* START Data to process *
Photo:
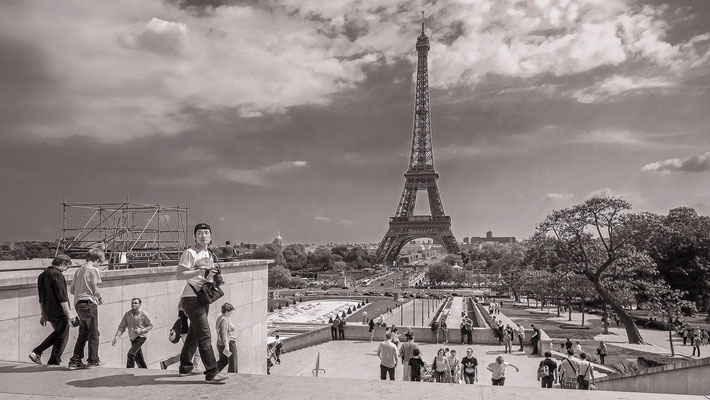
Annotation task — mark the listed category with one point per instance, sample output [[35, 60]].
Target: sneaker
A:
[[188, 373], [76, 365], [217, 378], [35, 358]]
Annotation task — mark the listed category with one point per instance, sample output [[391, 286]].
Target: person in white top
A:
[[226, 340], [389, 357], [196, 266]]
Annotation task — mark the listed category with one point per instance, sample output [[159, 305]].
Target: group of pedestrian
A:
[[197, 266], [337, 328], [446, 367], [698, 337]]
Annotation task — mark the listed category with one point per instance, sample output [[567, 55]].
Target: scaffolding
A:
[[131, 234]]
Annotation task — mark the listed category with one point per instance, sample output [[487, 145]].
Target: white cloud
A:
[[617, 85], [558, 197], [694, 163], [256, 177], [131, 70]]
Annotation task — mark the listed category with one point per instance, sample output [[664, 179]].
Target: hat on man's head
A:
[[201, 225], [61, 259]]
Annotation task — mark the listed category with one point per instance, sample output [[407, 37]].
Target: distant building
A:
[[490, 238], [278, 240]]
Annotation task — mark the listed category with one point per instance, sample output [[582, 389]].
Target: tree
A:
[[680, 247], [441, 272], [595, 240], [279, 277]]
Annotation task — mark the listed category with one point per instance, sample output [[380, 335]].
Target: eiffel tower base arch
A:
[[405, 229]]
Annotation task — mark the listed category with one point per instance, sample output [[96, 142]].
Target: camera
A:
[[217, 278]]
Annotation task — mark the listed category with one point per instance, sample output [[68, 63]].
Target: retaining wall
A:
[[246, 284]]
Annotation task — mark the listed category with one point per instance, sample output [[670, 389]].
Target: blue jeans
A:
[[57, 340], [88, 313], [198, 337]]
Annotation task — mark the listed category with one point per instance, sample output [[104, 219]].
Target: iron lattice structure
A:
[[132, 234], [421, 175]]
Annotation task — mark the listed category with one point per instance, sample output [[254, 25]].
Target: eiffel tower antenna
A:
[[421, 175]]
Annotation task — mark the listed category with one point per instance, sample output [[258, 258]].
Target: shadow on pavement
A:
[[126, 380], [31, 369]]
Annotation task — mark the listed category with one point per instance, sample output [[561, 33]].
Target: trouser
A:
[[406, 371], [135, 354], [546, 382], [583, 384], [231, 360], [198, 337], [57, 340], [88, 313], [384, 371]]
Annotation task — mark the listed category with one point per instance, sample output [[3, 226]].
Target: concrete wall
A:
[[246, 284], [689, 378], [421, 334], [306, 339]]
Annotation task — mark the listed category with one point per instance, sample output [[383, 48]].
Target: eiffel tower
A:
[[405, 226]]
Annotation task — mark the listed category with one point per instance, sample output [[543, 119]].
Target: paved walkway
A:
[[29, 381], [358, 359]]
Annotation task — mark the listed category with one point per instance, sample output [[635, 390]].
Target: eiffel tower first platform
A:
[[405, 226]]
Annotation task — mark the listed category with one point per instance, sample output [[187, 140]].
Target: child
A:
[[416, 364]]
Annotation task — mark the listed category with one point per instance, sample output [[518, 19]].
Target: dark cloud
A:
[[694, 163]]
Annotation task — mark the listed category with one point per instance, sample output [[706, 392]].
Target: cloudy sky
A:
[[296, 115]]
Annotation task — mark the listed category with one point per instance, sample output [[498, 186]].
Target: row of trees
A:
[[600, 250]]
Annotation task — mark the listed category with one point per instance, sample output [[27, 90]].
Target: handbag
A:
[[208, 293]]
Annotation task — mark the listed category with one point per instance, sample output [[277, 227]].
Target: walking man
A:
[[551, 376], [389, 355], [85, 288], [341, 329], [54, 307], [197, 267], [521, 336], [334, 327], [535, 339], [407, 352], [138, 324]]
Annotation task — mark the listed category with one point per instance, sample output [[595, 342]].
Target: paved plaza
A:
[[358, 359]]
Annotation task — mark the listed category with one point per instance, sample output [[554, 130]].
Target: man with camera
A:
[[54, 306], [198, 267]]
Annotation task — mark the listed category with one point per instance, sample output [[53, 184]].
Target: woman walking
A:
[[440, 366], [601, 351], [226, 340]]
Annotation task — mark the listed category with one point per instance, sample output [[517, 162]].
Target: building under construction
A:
* END Data to process *
* Problem details:
Render all of the rows above as a numbered list, one line per item, with blank lines dropped and the picture omitted.

* Solution:
1. Photo:
2. Annotation task — mark the listed category with one point per instance, sample output [[35, 60]].
3. Target: sneaker
4. A:
5. [[188, 373], [76, 365], [217, 378], [35, 358]]
6. Annotation task — mark the listed category with one point per instance, sample output [[391, 286]].
7. Target: person in white top
8. A:
9. [[226, 340], [389, 357], [196, 266]]
10. Annotation task — mark the listed category with one point per instance, sample output [[159, 305]].
11. Target: group of pedestrian
12. A:
13. [[197, 266], [337, 328], [446, 367], [698, 337]]
14. Annotation task — mark the listed category with one point per instance, sample output [[567, 55]].
15. Target: scaffolding
16. A:
17. [[131, 234]]
18. Annotation task — mark the listed category with one point per instance, sample output [[487, 145]].
19. Target: white cloud
20. A:
21. [[617, 85], [558, 197], [694, 163], [256, 177], [131, 70]]
22. Annotation task — mark the listed category with one point per instance, sample output [[664, 179]].
23. Target: hat on man's head
24. A:
25. [[201, 225], [61, 259]]
26. Annotation task — mark the listed category with one point per instance, sample output [[407, 37]].
27. Target: distant building
28. A:
29. [[490, 238], [278, 240]]
30. Annotation task — mark the listed category with one point per instance, sample output [[582, 389]].
31. Target: tree
32. A:
33. [[680, 247], [441, 272], [595, 240], [279, 277]]
34. Annotation task — mark the listed category with one point per instance, sample output [[380, 335]].
35. Target: eiffel tower base arch
36. A:
37. [[405, 229]]
38. Annotation task — mark the listed category with one point per instance, sample output [[96, 142]].
39. Target: camera
40. A:
41. [[217, 278]]
42. Annotation task — mark the listed category with one point per instance, sample output [[68, 63]].
43. Target: retaining wall
44. A:
45. [[246, 284]]
46. Annotation task — mark the listed category with one point per instance, sample output [[670, 389]].
47. Target: blue jeans
48. A:
49. [[57, 340], [88, 313], [198, 337]]
50. Annotation task — mark the listed category with one point per instance, sample output [[104, 219]].
51. Target: iron lattice structure
52. A:
53. [[132, 234], [421, 175]]
54. Annotation task — mark the listed category with one point per instance, sample output [[254, 25]].
55. Target: eiffel tower antenna
56. A:
57. [[421, 175]]
58. Annotation task — mark the listed category with one point per instance, sample output [[258, 258]].
59. Target: shadow on pavement
60. A:
61. [[126, 380], [31, 369]]
62. Annotation task — mark the listed category with one point per instance, sample output [[561, 33]].
63. Target: trouser
64. A:
65. [[406, 371], [135, 354], [546, 382], [583, 384], [231, 360], [198, 337], [57, 340], [88, 313], [384, 371]]
66. Annotation task — mark the listed category with one point per instance, sample output [[3, 226]].
67. Target: concrete wall
68. A:
69. [[246, 284], [689, 378], [421, 334], [306, 339]]
70. Annotation task — mark the listed category with one point per instance, sample output [[383, 48]].
71. Target: eiffel tower
72. A:
73. [[405, 226]]
74. Annotation task — mark the listed category with one point per instance, sample output [[543, 119]].
75. Target: paved walkway
76. A:
77. [[29, 381], [358, 359]]
78. Annotation task — mark the listed category with one point per instance, sample output [[635, 390]].
79. Target: eiffel tower first platform
80. A:
81. [[405, 226]]
82. Annotation task — mark the listed category with one point per instance, sample output [[187, 140]].
83. Target: child
84. A:
85. [[416, 364]]
86. Annotation task — mark the listed category with one point per instance, sample output [[518, 19]].
87. Target: dark cloud
88. A:
89. [[694, 163]]
90. Annotation task — mark the listed category with one point per instance, sample output [[706, 392]].
91. Target: cloudy sky
92. A:
93. [[296, 115]]
94. Annotation task — mark the listed category with one point per instance, sample output [[498, 186]].
95. Target: row of trees
96. A:
97. [[600, 250]]
98. Annotation task — mark the listed category with one point per instance, sample output [[27, 90]].
99. Target: handbag
100. A:
101. [[208, 293]]
102. Annotation task — mark the listed category with one point per instance, sample output [[277, 227]].
103. Target: walking man
104. A:
105. [[551, 376], [389, 355], [85, 288], [341, 329], [54, 307], [197, 267], [521, 336], [334, 327], [535, 339], [407, 352], [138, 324]]
106. Annotation task — mark the listed category with one point per instance, sample output [[595, 342]].
107. Target: paved plaza
108. A:
109. [[358, 359]]
110. Annotation task — mark the listed category with one point per instance, sample output [[554, 130]].
111. Target: man with camera
112. A:
113. [[54, 306], [198, 267]]
114. Annotation task — mark the listed category with one point per instance, sample output [[53, 184]].
115. Target: woman walking
116. A:
117. [[440, 366], [601, 351], [226, 340]]
118. Annotation task — mark the listed category with one point per instance, sample output [[517, 162]].
119. Target: building under construction
120. A:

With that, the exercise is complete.